Dataset rows on where objects appear —
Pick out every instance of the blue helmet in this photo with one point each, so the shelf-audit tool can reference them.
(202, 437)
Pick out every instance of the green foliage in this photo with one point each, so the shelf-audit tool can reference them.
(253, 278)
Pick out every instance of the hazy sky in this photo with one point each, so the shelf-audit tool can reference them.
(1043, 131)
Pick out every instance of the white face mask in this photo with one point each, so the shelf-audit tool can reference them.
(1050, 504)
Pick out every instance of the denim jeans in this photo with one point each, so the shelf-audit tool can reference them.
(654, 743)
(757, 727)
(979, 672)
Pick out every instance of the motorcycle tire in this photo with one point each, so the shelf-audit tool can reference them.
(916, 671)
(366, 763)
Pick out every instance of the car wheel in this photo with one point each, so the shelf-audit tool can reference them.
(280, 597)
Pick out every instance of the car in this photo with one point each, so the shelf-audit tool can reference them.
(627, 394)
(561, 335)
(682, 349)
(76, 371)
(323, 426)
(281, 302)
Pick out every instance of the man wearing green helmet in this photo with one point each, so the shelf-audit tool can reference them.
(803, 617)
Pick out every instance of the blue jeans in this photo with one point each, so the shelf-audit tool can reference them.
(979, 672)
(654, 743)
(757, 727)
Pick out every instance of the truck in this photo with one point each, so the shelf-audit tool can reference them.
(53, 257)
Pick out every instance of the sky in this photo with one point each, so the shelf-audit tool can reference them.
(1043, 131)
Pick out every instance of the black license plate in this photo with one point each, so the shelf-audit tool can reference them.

PROBLEM — Format every one of the rows above as a numbered list, leaving out any blank lines.

TASK ANSWER —
1. Pick out every instance of the blue helmet in this photo with one point each, so the shelf-audit tool can reference them.
2. (202, 437)
3. Pick out every instance of the green foliage in this photo with one point each, so the shelf-audit tool can reference them.
4. (253, 278)
5. Pick out every instance of the hazy sky in this photo with one point each, so the shelf-audit tool can reference them.
6. (1043, 131)
7. Pick out every instance of the white face mask in this photo with one point each, so the shelf-audit tool can reference them.
8. (1050, 504)
9. Pick out every instance of the denim jeans in this photo with one point each, so the shelf-audit tool can reference them.
10. (654, 743)
11. (757, 727)
12. (979, 672)
13. Pick out every instance of the motorcycle tire in this photo with one point each, so the shelf-audit tool can reference them.
14. (916, 671)
15. (366, 763)
16. Pick out every instance of the car wheel in this photo with one point each, so the shelf-audit tool can reference them.
17. (280, 597)
18. Pick out every instance of the car in this photo with one point each, so the shelf-audit tool can reference them.
19. (627, 394)
20. (561, 335)
21. (682, 349)
22. (76, 371)
23. (323, 426)
24. (281, 302)
25. Pick out every instance of the man wearing green helmet in this photo with one point each, so the shelf-audit tool can reference them.
26. (803, 617)
27. Pick out every instance of the blue jeans in this photo with one point each, so the shelf-audit tool can reference them.
28. (979, 672)
29. (654, 743)
30. (757, 727)
31. Pick out every instance of the truck in this photo with one point each, so the shelf-audit tool can reference them.
32. (53, 257)
33. Pick out every instance of the sky in this photo with one point each, so the shelf-audit tool can reference them.
34. (1043, 131)
35. Pick out every instance of the black license plate in this photo with one point each, so the shelf-audit tool can reference them.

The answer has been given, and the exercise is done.